─── Trecho do texto

Para Palácios, o sucesso da greve está relacionado com a decisão do ministro Roque Fernández de adiar para a próxima semana a divulgação do pacote fiscal contra o déficit público.
"Pelo que sabemos, o pacote vai reduzir ainda mais o poder aquisitivo da população, ao aumentar os impostos sobre os combustíveis", disse o sindicalista.
Outra medida esperada é o possível aumento das contribuições trabalhistas patronais. A UIA (União Industrial Argentina) já se manifestou contra.
Segundo a entidade, o aumento provocará a queda da competitividade dos produtos argentinos no exterior.
Sonegação
A iniciativa do governo de tornar pública uma denúncia judicial contra um empresário é inusual. Normalmente, os processos envolvendo sonegação tramitam em sigilo absoluto.
Além do ministro da Justiça, participaram da entrevista coletiva o chefe da DGI (Direção Geral Impositiva), Carlos Sánchez, e o secretário da Agricultura, Felipe Solá.

──────
─── Linhas de dados

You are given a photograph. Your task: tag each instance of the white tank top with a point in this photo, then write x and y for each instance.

──────

Reproduza fielmente uma parte do trecho sobre a greve e o pacote fiscal, começando pelas palavras que contêm "Além do ministro" e parando logo após "Agricultura, Felipe Solá.".

▶ _Resposta do exercício_:
Além do ministro da Justiça, participaram da entrevista coletiva o chefe da DGI (Direção Geral Impositiva), Carlos Sánchez, e o secretário da Agricultura, Felipe Solá.